------ PROVIDED ENTRIES

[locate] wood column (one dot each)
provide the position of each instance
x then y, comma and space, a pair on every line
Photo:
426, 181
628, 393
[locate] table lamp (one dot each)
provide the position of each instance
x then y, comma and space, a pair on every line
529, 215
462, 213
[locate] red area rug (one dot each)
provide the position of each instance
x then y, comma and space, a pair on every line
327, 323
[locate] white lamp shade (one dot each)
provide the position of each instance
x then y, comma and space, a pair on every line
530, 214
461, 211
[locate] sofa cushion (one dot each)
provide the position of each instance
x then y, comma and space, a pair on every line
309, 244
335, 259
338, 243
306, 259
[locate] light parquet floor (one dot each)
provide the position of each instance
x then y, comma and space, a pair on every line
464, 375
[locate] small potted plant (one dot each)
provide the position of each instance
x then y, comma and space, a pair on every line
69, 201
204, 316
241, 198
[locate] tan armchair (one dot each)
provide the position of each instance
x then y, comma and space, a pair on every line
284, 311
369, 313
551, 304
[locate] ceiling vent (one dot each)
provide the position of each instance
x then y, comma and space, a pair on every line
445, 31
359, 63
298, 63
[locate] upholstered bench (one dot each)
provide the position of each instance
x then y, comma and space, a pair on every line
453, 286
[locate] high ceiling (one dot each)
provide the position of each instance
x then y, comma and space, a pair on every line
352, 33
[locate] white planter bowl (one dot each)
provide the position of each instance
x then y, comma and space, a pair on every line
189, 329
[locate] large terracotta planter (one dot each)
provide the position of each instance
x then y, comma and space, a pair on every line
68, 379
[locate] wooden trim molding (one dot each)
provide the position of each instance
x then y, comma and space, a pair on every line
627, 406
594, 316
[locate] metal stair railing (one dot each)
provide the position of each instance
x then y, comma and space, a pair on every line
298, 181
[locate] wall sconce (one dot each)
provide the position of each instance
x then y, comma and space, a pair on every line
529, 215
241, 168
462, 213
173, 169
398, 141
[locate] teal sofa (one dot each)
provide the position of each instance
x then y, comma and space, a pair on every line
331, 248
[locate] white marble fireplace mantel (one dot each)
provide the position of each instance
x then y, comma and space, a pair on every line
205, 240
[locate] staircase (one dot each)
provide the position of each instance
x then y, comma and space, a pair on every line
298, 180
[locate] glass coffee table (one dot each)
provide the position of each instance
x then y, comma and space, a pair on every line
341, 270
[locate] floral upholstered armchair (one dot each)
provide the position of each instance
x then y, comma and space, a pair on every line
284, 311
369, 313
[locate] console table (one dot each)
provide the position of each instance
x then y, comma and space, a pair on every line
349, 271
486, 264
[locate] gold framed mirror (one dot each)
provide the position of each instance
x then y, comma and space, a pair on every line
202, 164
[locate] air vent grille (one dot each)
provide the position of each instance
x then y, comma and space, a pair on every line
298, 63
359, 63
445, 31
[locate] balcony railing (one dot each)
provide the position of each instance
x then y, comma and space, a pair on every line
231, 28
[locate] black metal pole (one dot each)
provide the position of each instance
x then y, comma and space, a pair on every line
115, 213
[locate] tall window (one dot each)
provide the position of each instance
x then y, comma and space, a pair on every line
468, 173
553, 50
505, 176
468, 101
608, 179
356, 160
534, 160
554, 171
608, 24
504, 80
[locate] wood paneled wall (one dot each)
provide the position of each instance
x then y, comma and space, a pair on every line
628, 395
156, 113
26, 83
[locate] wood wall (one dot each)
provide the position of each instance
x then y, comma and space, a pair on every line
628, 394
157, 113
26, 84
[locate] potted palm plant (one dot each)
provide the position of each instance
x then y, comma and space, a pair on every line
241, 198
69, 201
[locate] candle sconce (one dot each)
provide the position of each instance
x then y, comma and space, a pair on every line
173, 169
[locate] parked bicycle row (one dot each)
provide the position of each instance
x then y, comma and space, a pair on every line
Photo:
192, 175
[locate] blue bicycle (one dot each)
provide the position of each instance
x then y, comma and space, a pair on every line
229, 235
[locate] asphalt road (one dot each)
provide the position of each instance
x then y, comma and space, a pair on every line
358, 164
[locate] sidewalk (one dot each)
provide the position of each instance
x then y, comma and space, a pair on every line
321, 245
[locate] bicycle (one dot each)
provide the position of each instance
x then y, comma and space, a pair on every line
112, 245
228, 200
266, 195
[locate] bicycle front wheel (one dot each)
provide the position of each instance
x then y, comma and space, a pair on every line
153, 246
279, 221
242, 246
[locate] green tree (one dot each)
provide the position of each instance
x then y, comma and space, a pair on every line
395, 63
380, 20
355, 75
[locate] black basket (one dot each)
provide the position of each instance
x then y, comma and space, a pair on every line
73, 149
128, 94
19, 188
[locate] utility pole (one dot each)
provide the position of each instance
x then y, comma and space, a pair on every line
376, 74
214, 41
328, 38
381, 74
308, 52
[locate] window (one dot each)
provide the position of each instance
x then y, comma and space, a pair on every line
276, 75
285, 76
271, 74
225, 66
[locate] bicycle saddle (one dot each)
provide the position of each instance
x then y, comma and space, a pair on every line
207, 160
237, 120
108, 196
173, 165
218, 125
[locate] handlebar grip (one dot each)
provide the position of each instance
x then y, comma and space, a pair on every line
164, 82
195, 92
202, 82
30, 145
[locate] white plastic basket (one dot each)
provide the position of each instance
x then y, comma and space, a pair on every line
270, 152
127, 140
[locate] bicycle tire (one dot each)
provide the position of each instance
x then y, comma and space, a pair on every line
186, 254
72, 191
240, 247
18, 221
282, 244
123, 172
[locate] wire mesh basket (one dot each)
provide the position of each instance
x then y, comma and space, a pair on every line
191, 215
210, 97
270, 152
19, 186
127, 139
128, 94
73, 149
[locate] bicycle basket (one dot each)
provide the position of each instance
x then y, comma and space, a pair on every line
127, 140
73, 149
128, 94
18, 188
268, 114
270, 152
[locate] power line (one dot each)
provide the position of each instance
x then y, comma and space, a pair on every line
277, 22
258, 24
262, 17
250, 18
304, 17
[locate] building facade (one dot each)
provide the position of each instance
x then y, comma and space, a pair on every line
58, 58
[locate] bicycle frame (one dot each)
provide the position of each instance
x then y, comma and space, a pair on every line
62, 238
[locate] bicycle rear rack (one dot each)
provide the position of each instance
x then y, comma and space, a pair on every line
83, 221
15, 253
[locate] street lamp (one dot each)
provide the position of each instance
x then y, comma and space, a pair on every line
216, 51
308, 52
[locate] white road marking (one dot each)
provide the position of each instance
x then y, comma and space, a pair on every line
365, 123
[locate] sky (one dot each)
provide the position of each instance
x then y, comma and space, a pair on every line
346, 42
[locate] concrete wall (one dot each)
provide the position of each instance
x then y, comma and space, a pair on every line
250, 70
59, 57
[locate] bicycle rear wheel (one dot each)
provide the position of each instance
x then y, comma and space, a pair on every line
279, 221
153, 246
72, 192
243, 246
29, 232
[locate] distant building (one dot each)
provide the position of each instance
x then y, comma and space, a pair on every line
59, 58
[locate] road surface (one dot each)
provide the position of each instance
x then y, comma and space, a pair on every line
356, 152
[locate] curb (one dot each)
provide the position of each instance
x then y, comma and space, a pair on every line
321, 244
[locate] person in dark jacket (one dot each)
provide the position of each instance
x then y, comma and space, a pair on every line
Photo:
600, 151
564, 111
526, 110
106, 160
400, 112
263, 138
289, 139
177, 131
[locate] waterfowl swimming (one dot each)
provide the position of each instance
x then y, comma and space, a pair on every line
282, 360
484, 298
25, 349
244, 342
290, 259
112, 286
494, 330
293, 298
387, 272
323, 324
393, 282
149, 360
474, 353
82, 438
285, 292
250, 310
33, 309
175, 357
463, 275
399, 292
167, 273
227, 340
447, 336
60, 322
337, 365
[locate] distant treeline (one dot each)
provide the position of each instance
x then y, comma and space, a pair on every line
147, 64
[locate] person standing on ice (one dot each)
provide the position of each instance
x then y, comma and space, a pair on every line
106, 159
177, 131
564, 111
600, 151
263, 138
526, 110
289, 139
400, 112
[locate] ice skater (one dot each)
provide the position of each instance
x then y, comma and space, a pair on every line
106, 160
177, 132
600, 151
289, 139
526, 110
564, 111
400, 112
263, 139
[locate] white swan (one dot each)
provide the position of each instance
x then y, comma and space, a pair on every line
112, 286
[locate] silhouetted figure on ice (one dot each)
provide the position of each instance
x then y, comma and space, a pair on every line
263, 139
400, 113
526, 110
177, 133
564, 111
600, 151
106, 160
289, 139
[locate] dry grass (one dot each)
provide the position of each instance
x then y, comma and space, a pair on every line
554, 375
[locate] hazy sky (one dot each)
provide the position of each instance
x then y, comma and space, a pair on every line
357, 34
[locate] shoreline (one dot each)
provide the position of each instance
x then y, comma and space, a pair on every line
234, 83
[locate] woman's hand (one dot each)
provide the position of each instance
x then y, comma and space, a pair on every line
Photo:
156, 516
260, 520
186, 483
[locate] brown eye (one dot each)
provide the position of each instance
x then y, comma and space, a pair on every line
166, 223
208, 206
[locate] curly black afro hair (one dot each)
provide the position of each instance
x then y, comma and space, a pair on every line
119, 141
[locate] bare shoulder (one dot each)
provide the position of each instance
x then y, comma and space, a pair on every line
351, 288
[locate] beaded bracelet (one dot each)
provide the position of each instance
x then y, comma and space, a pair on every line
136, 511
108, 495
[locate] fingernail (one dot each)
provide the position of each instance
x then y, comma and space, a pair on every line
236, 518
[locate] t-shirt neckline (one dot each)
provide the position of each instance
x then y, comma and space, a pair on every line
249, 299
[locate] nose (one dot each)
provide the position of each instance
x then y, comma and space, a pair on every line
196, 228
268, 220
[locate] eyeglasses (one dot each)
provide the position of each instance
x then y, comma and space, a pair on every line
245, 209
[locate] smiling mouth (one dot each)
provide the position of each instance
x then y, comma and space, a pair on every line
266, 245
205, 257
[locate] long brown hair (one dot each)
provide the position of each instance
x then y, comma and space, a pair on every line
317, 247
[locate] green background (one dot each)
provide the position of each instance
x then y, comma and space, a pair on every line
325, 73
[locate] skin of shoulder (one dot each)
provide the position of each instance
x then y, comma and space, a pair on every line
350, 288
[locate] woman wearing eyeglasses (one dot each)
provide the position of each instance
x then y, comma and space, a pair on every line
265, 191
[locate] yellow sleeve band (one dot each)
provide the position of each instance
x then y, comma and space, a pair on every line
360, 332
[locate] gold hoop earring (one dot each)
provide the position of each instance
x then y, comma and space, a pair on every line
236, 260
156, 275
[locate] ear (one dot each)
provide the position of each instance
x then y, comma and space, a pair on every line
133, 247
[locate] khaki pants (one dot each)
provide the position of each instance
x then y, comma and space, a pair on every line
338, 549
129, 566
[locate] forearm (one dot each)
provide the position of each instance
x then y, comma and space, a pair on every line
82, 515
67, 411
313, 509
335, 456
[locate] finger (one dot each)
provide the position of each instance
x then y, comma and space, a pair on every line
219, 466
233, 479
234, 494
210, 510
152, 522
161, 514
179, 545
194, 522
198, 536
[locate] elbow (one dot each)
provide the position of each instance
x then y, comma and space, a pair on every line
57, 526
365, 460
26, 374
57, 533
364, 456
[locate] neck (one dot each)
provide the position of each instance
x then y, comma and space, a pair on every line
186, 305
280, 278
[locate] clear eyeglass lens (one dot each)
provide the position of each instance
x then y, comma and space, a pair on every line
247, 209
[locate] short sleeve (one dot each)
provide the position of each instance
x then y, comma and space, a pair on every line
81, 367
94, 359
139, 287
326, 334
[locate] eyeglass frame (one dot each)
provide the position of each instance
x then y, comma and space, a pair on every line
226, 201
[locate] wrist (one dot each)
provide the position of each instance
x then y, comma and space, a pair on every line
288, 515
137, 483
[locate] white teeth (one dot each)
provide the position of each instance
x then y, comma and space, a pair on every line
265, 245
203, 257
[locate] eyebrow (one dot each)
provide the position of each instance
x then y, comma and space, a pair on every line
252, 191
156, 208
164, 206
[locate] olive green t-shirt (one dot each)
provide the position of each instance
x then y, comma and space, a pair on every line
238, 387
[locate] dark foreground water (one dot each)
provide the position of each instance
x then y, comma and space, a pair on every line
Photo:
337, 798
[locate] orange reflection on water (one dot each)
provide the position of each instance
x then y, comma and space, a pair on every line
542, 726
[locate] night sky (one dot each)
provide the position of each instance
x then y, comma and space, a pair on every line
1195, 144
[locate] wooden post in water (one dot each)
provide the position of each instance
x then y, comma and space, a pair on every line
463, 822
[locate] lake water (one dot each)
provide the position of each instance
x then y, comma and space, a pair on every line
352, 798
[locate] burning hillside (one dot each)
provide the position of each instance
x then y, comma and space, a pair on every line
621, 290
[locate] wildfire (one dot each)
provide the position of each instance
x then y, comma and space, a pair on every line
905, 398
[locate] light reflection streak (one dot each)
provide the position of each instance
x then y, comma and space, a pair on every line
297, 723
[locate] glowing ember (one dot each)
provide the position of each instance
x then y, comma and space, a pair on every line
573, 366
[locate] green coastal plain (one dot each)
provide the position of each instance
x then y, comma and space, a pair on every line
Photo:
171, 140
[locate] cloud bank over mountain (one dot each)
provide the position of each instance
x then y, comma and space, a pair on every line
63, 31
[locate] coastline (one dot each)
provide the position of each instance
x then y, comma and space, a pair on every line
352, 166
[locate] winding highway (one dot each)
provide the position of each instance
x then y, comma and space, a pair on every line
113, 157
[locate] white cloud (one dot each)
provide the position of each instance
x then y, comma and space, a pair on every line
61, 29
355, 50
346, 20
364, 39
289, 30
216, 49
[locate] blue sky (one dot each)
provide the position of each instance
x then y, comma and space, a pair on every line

------------

▸ **WRITTEN EXERCISE**
Set down, unchanged, the lines starting with the one that contains "[locate] blue sky (one dot each)" and going on through the end of the rows, both ends included.

▸ **OUTPUT OF THE TASK**
[locate] blue sky (one dot each)
provide the position of each instance
x then y, comma and space, a pair on every line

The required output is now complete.